» TASK 1
Condense the paragraph of the Ron Corning biography that begins "Corning was raised in Calais" into a bulleted list that keeps its main facts.
» TASK 2
Rewrite the passage of the Ron Corning biography starting at "Corning joined Jodi" and ending at "in October 2010.", with "co-anchor" replaced by "co-host".

» SOURCE EXTRACT
● ● ● ●

American television host and anchor

Ron Corning (born June 23, 1971) is an American television host. For 8 years he was the morning anchor at the ABC affiliate WFAA in Dallas, Texas. He co-anchored the station's morning newscast, Daybreak, and was the solo anchor of Midday, the station's one-hour noon newscast.

Corning was raised in Calais, Maine, and graduated from Wheaton College in Massachusetts. He began his broadcast career as a general assignment reporter and anchor for WDTV, the CBS affiliate in Bridgeport, West Virginia, and then WBOY, the NBC affiliate in Clarksburg, West Virginia. He was next hired at WTOV in Steubenville, Ohio where he performed similar newscasting duties, before moving to KTVI, the Fox station in St. Louis, Missouri. From there, he went on to the Fox affiliate in Seattle, Washington, KCPQ.

Corning made his jump to the national stage as host and news anchor of The Daily Buzz, a syndicated American morning television show broadcast on many affiliates of UPN and The WB stations (now The CW) across the country.

From 2004 to August 2006, Corning co-anchored World News Now and ABC World News This Morning. In 2006 while at ABC News, People Magazine' named Corning one of the 'Most Beautiful People'.
That same year MSN named him one of 'The Best Anchors'.

Corning joined Jodi Applegate as co-anchor of Good Day New York at the flagship FOX-owned affiliate WNYW on August 28, 2006. The station opted to not renew his employment contract while he was on leave for a scheduled vacation in April 2008. to make room for Fox News Channel correspondent Greg Kelly, son of NY Police Commissioner Ray Kelly

On September 17, 2008, Applegate was also released from the station. The two were reunited in November 2009 at Cablevision's News 12 Long Island as evening anchor team. Applegate left News 12 in October 2010.

In April 2011, Corning replaced Chris Flanagan as co-host of WFAA's Daybreak.

Corning left WFAA in March 2019. He has since appeared on podcasts covering pop culture and news events for The Dallas Morning News. Corning launched his own video podcast series titled "Morning After", which, after initially being produced by On-Air Media, was licensed and produced as a daily morning show on Nexstar’s KDAF, the CW affiliate in Dallas-Fort Worth. Corning served as co-host and Executive Producer until April of 2022. He remains a special events contributor for the station, and continues his work for the Dallas Morning News.

● ● ● ●

» PROVIDED RECORDS
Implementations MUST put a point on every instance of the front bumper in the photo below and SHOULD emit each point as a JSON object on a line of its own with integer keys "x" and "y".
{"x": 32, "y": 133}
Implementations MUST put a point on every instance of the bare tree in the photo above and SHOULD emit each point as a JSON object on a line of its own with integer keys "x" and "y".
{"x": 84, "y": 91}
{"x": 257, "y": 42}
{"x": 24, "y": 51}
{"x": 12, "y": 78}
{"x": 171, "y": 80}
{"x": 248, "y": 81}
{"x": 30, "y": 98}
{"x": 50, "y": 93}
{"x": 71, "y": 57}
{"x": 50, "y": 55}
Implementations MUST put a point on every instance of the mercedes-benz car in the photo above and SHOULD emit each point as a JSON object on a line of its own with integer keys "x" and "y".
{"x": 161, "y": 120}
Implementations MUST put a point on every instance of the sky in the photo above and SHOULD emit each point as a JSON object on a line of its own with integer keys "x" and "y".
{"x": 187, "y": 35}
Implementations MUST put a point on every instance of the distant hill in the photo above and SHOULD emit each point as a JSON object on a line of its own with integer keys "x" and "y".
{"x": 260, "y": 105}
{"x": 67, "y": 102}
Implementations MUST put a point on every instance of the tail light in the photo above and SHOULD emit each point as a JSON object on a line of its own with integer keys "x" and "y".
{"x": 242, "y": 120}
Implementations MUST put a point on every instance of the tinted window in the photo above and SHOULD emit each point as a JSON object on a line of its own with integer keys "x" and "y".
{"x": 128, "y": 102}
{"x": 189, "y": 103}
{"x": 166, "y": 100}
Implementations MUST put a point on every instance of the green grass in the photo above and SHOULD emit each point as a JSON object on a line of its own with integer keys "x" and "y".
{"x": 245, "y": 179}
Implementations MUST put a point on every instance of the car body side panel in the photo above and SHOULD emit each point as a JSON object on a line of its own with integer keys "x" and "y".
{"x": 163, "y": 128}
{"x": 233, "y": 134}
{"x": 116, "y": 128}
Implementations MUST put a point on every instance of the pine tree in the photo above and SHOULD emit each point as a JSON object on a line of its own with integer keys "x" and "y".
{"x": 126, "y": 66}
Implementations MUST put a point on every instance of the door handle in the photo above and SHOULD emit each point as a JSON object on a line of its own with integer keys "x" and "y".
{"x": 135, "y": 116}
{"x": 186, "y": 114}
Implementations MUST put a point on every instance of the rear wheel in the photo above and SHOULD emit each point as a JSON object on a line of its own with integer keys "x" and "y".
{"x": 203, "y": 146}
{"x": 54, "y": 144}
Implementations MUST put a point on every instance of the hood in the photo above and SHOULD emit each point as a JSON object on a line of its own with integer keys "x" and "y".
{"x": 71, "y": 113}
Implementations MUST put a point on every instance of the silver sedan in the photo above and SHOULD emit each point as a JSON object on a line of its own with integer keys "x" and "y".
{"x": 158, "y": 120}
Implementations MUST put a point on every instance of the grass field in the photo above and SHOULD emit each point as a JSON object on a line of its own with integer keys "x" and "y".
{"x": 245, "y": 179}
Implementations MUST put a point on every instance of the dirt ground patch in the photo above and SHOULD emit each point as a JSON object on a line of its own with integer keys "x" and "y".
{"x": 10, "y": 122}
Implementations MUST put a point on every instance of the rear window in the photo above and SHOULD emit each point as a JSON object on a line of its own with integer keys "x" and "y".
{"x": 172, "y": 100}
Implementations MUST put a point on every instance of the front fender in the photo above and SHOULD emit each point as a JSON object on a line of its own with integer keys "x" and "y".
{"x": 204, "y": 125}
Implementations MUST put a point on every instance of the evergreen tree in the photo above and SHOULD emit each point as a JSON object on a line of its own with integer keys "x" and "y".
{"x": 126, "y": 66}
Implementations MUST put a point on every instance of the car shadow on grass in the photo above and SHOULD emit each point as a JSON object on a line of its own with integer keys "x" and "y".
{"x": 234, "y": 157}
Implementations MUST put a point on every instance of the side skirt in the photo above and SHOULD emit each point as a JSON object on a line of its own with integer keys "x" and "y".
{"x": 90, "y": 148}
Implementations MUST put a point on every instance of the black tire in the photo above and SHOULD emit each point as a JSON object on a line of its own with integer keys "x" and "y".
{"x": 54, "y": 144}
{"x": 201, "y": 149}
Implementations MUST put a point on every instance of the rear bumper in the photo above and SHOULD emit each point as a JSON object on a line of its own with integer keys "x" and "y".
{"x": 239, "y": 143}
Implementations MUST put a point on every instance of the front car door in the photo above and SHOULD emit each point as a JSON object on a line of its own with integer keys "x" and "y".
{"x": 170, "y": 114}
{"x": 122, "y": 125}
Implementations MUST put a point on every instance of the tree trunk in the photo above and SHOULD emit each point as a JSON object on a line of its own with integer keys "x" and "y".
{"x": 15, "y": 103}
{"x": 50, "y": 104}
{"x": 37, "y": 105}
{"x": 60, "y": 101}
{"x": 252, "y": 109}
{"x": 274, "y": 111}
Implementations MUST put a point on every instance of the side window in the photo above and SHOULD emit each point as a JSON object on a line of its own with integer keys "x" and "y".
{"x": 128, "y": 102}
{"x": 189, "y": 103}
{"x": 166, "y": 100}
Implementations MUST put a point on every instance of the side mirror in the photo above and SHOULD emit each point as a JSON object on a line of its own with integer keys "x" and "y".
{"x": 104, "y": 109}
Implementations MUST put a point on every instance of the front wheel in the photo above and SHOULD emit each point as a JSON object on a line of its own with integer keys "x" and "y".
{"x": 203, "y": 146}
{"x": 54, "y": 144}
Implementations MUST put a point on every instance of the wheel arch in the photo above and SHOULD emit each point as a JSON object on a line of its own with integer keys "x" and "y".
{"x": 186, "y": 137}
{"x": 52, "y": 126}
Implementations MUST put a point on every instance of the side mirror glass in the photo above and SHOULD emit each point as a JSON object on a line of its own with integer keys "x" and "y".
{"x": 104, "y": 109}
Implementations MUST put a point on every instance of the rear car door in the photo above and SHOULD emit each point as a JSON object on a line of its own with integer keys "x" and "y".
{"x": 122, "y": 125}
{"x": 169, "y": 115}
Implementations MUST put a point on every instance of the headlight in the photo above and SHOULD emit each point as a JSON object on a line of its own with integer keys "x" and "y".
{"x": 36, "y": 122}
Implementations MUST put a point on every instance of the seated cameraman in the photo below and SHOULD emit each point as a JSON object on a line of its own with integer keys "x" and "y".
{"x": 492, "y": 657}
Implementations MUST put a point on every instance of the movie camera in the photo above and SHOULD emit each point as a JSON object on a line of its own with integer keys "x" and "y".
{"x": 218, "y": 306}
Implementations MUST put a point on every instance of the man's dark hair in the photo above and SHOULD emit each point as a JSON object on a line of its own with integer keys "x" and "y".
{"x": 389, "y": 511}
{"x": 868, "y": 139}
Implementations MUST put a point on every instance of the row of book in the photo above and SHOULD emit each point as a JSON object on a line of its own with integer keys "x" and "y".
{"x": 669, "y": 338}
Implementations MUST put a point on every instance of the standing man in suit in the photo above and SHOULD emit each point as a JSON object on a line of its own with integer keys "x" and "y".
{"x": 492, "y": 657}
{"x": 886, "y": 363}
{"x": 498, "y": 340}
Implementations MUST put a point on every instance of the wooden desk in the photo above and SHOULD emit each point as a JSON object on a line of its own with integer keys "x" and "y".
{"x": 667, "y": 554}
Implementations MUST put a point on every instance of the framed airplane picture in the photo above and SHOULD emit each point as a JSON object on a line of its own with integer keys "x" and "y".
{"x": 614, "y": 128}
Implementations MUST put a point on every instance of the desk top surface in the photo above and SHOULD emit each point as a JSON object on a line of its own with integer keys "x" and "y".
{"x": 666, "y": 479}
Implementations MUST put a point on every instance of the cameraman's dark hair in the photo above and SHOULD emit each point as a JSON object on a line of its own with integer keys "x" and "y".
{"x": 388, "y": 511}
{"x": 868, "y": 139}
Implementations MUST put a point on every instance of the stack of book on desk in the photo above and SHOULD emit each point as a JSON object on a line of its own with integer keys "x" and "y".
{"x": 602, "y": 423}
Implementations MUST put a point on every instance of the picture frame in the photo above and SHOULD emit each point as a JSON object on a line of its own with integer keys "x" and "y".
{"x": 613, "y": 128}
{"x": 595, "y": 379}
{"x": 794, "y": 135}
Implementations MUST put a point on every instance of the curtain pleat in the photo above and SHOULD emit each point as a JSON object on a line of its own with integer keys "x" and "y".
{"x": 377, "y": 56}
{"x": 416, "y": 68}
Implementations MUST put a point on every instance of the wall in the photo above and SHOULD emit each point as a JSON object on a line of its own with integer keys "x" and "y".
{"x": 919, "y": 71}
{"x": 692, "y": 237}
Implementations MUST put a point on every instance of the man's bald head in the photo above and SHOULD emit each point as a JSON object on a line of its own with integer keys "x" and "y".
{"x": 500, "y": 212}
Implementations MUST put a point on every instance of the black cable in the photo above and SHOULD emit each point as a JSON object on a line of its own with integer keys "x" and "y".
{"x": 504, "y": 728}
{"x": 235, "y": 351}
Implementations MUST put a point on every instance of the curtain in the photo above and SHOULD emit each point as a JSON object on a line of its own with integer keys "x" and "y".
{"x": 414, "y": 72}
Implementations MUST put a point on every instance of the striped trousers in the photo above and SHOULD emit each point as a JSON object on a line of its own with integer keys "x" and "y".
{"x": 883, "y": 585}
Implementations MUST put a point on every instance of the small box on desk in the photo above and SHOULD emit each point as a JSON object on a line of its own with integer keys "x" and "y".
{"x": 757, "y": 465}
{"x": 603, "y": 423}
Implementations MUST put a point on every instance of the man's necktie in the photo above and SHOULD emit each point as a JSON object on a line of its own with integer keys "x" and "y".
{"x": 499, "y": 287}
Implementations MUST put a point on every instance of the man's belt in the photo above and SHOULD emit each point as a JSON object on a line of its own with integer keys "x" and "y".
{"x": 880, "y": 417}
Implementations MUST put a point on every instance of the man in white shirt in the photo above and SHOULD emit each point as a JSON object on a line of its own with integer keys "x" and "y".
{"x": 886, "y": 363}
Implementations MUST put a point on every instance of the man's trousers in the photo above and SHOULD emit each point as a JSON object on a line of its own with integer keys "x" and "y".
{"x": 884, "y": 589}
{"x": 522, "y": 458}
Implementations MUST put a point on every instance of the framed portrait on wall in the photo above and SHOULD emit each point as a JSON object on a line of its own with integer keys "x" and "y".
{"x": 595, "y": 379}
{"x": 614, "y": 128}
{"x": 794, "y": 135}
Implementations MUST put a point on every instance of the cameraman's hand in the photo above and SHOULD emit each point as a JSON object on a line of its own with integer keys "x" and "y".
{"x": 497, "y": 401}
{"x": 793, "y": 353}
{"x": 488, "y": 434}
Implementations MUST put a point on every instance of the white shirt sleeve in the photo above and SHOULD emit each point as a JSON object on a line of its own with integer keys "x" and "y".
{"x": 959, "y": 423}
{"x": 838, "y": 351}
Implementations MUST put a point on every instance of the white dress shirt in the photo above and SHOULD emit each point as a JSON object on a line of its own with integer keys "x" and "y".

● ● ● ●

» ANSWER 1
- Raised in Calais, Maine; graduated from Wheaton College in Massachusetts.
- Began as a general assignment reporter and anchor at WDTV, the CBS affiliate in Bridgeport, West Virginia.
- Moved to WBOY, the NBC affiliate in Clarksburg, West Virginia.
- Did similar newscasting work at WTOV in Steubenville, Ohio.
- Went on to KTVI, the Fox station in St. Louis, Missouri.
- Then joined KCPQ, the Fox affiliate in Seattle, Washington.

» ANSWER 2
Corning joined Jodi Applegate as co-host of Good Day New York at the flagship FOX-owned affiliate WNYW on August 28, 2006. The station opted to not renew his employment contract while he was on leave for a scheduled vacation in April 2008. to make room for Fox News Channel correspondent Greg Kelly, son of NY Police Commissioner Ray Kelly

On September 17, 2008, Applegate was also released from the station. The two were reunited in November 2009 at Cablevision's News 12 Long Island as evening anchor team. Applegate left News 12 in October 2010.